Description of the task =>
Each entry needs to be retyped exactly, with nothing added or dropped.
(Records)
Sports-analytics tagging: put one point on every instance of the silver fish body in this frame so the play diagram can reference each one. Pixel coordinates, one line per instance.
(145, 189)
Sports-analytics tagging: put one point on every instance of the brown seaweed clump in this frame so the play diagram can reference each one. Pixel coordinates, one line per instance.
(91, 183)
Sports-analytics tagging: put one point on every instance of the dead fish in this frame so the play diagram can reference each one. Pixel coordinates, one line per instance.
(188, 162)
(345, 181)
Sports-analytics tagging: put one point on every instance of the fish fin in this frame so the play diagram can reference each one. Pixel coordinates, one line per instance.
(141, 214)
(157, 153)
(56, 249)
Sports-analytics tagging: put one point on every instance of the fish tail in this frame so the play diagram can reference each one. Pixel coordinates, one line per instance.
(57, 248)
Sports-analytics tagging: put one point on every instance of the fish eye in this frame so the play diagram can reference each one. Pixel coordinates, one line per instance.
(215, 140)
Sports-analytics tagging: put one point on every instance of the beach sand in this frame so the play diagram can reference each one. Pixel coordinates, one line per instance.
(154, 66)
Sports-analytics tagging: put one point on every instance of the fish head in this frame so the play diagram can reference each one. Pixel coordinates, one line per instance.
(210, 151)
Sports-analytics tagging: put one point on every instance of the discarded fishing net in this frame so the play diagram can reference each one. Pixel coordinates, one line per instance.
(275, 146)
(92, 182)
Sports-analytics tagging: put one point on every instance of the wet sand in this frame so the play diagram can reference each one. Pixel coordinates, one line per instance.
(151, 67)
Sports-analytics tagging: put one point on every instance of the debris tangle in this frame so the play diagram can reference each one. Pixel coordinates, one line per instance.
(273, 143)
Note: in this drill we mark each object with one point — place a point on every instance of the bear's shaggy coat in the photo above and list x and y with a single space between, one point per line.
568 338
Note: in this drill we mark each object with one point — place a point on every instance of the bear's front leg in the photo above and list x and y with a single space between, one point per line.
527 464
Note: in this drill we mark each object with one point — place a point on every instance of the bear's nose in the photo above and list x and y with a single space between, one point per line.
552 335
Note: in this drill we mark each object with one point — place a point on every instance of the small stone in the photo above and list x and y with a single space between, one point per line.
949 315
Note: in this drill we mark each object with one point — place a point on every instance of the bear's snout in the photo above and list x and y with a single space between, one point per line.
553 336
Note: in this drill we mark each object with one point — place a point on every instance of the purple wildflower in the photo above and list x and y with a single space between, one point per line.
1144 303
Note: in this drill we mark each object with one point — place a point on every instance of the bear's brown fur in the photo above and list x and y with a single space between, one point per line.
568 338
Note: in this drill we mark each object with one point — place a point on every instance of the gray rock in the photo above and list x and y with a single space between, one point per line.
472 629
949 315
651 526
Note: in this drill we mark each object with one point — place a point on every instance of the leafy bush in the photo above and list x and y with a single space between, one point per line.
(End Records)
Written answer =>
Sports-analytics tagging: put one point on every instance of the silver fish body in this frame so the play diagram can reference each one. Pixel coordinates, one line per instance.
(145, 189)
Sports-analytics tagging: put one point on every instance of the brown seaweed clump in this frame so the play diagram can reference each one. Pixel coordinates, one line per instance.
(91, 183)
Sports-analytics tagging: put one point on every instance of the dead fish in this frame so the play diagram can reference each one. Pixel coordinates, one line per instance.
(188, 162)
(345, 181)
Sports-analytics tagging: put one point on every instance of the fish fin in this frame so the play diagram can reference each one. Pixel coordinates, one line per instance.
(141, 214)
(157, 153)
(56, 249)
Sports-analytics tagging: put one point on every instance of the fish tail in this frame so the play diagram can reference each one. Pixel coordinates, one line per instance.
(57, 248)
Sports-analytics tagging: put one point on every instance of the fish eye in this frame so the play diagram can reference each one. Pixel coordinates, one line per instance.
(215, 140)
Sports-analytics tagging: put one point on every instance of the beach sand in this frame so the play diagram can reference each one. Pixel coordinates, one line per instance.
(154, 66)
Sports-analytics tagging: put one point on every instance of the fish head in this frame so the play diagram can reference each one. Pixel coordinates, one line per instance.
(210, 151)
Sports-analytics tagging: put one point on every instance of the discarded fishing net in this frame so the play diagram can reference each one. Pixel coordinates, one line per instance.
(275, 146)
(92, 182)
Sports-analytics tagging: put one point on every instance of the wet sand in this frame so the play diagram can reference each one. Pixel coordinates, one line per instance.
(151, 67)
Sports-analytics tagging: put one point on every instance of the debris tangle in this frame so the play diagram can reference each one. Pixel coordinates, one line per instance.
(273, 143)
Note: in this drill we mark each object with one point — place a point on every instance of the bear's shaggy coat in the photo above and list x and y with a single space between, one point per line.
568 338
Note: in this drill we mark each object with one point — place a point on every instance of the bear's front leg in the photo above and list x and y with a single space between, one point per line.
527 464
Note: in this drill we mark each object with one point — place a point on every instance of the bear's nose in the photo above and list x and y with a single space between, one point per line.
552 335
Note: in this drill we mark each object with one point — place a point on every instance of the small stone in the photo above and list x and y with a single space between, one point per line.
949 315
Note: in this drill we mark each object with one point — place a point on every instance of the bear's snout in the photo above and list x and y with a single space between, one point per line.
553 336
Note: in this drill we mark each object with one point — place a point on every instance of the purple wildflower in the photo above and list x and y with a single space between, one point per line.
1144 303
Note: in this drill we mark each object with one point — place a point on every instance of the bear's brown fur in the photo above and list x and y with a single space between, one point per line.
568 338
Note: in this drill we mark each object with one point — place a point on every instance of the gray rock in the photo above and list x and y with a single space between, one point per line.
472 629
949 315
651 526
Note: in this drill we mark each object with one point — place a point on every instance of the leafy bush in the photo above and list x and y with a single space between, one point per line.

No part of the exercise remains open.